Provided passage:
+ + + +

# Ford f250 mileage



## bobcaygeonjon (Aug 30, 2007)

Hi, it looks like I'm gonna be getting a truck in the next year and I'm thinking of the F-250 in the diesal version. 
Can anybody give me pointers for what sort of mpg I can expect. Just assume unladen I already know to expect next to nothing with a full load. 
Also should I be looking at other trucks?
Thanks.


----------



## ProWallGuy (Oct 17, 2003)

I have an F250 with the 5.7 liter gas engine. I get 10-12 mpg on an average day.


----------



## Glasshousebltr (Feb 9, 2004)

I had a F-250 (Gas) a few years ago ......every time I drove it a little Arab chased me around trying to sell me a watch.


----------



## newguy07 (Sep 22, 2007)

You can expect around 16-17 highway around 70mph... Although, these things are fun to drive and it is fun to have the turbo kick in which results in lower few economy to around 10-11 mpg under hard driving

Now with a 26' trailer and a race truck I have seen around 11mpg highway.
\


----------



## jvcstone (Apr 4, 2005)

> I already know to expect next to nothing with a full load.


Been driving heavy duty fords since 1980 when the work engine was the 300 ci 6. My truck now is a 450 diesel -automatic. One thing about all of those fords is that while the mileage might not be spectacular, the mileage doesn't vary a bit between loaded and empty. Another thing about fords is that they can handle a load. I've had weighed loads of 5000lbs + on a 250 hauling jobs to California from Texas, (once with over 200,000 on the odometer) and once had 11,000 on my 450--I wouldn't think twice about loading 5 tons on it and driving across country.

The 450 diesel gets around 12 mpg, but then it does have a 480 rear end in it--Have a friend with a 250 diesel who claims 20mpg, but I suspect thats a bit of an exaggeration 15-16 would be more like it. 

JVC


----------



## bobcaygeonjon (Aug 30, 2007)

Thanks for your replys.
I'm not gonna need one for over a year yet (I'm thinking a little Christmas present for myself next year) the reason why I ask so early is that I have my eye on the new 08 version. I'm hoping by then I can start to see some bargains on the used market. Any opinions on the 08?

BTW jvc I've been checking out your web site over the past month or so and I have to say I admire what you do a lot. :thumbup:


----------



## send_it_all (Apr 10, 2007)

I have heard several different people claiming somewhere around 20 mpg with the ford diesel. My cousin has an f-350 with RBP exhaust and a chip. The thing hauls ass (feels like it could dip into the high 13s if it hooked up, the way it pulls) and he claims 20 mpg


----------



## RobertCDF (Aug 18, 2005)

I have a 99 with the 7.3L and I get a about 13.5 - 14.5 No mater what. I can run the AC or tow my 6x12 full of tools and it does not care. I do use my turbo a bit (why else would you buy one if your not going to use it) And I know some people with the same truck that take it a little easier (under 2,000 rpm most of the time) and they get 17-18.

+ + + +

Recorded information:
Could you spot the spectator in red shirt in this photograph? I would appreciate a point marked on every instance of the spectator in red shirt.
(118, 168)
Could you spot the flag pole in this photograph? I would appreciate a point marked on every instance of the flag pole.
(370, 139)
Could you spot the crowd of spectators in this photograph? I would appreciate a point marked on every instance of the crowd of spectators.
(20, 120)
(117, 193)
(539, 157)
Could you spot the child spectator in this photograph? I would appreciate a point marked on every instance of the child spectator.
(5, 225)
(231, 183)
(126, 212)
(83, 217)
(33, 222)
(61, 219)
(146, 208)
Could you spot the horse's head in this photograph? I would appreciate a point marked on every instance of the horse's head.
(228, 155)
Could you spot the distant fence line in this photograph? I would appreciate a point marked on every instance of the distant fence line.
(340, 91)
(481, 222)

+ + + +

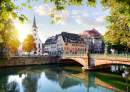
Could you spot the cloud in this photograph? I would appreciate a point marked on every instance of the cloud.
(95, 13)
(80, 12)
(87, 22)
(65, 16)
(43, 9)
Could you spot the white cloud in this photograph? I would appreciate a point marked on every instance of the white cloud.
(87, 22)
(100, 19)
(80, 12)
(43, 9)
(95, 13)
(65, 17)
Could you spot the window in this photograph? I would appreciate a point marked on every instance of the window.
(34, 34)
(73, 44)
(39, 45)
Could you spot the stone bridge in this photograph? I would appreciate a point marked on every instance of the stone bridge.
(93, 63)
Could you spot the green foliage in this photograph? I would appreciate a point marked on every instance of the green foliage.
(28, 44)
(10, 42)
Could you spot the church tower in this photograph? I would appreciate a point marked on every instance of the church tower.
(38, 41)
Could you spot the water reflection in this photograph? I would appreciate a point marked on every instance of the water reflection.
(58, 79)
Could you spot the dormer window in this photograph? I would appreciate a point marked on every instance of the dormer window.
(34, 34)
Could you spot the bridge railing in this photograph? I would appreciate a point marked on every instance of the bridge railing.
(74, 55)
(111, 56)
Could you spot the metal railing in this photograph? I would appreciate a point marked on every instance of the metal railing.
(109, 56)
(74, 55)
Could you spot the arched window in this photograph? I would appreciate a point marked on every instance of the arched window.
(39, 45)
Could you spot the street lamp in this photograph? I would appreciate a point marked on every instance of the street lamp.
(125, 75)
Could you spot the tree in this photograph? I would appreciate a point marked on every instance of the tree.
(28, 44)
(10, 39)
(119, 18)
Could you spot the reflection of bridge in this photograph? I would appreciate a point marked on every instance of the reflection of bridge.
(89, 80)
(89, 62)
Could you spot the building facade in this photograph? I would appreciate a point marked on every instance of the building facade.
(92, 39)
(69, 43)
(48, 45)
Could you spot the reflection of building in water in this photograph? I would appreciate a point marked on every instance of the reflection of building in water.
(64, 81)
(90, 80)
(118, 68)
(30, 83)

+ + + +

Tasks and exercises:
• 1. Copy down the F-250 mileage thread word for word, everything from "Hi, it looks" down to "an average day.".
• 2. Write the next part of the F-250 mileage thread, picking up right after its final sentence.
The records are drawn from a different source than the text.

Answers for the tasks:
• 1.
Hi, it looks like I'm gonna be getting a truck in the next year and I'm thinking of the F-250 in the diesal version. 
Can anybody give me pointers for what sort of mpg I can expect. Just assume unladen I already know to expect next to nothing with a full load. 
Also should I be looking at other trucks?
Thanks.


----------



## ProWallGuy (Oct 17, 2003)

I have an F250 with the 5.7 liter gas engine. I get 10-12 mpg on an average day.

• 2.
----------



## BoydS (Dec 7, 2006)

I have an '03 (not 4x4) with the 7.3L and average 16.5 mpg. But have you been keeping up with diesel prices at the pump these days. It has risen over 30 cents a gallon in the last 2 weeks (at least here). Oh, that hurts.....


----------



## Squrtgun (Aug 27, 2006)

I have a 2003 6.0l 4x4 that gets 17.6-19mpg without a load and conservative driving.It gets a straight 14.7mpg towing our pressure washing rig.My programmer is on the lowest setting and I rarely put my stomp the pedal.,but it is sweeeeeeeeeeeeeeeeet to hear the turbo spool up.
Diesel jumped from $2.76 a gallon to $3.36 a gallon in a month locally.


----------



## 747 (Jan 21, 2005)

BoydS said:


> I have an '03 (not 4x4) with the 7.3L and average 16.5 mpg. But have you been keeping up with diesel prices at the pump these days. It has risen over 30 cents a gallon in the last 2 weeks (at least here). Oh, that hurts.....


Thats a good point diesel is more expensive then unleaded. Also if your in a cold weather climate the heater in a diesel won't get hot like the no lead engines. Most guys in a cold weather climate who have a diesel pickup with do something with aftermarket parts to get the heater to blow hotter. But a diesel engine should last longer then a no lead engine.


----------



## dougger222 (Jan 29, 2004)

My 99 F250 7.3 gets an average of 14-16 mpg, that is from 40K-250K miles. The best I've got is 18.9 the worse less than 10 towing 20K lbs.

The 99 F350 DRW 7.3 gets 13 at best but averages 11 but it's hooked to the dump trailer 85% of the time. This is from 120K-131K miles.

The 00 Excursion 7.3 gets 15-17mpg and has gotten a best of 19.8 on several occasions. That is from 104K-181K miles.

All three are loaded with the X having every option as well as the DRW.

The 6.0's may bet better fuel mileage than the 7.3 but the 6.4's will get the worse mileage of the three diesels. Of course you'll have the most power with the 6.4. A 7.3 with a decent programmer or chip really livens things up and your mileage won't go down or up for that matter.


----------



## FrankT (Oct 1, 2007)

My V10 Gas Excursion gets about 11 mpg mixed freeway and town. On the highway pulling the Bobcat about the same. Freeway no trailer as good as 15, usually 13.5-14 at about 75 mph.


----------



## ponch37300 (Oct 22, 2007)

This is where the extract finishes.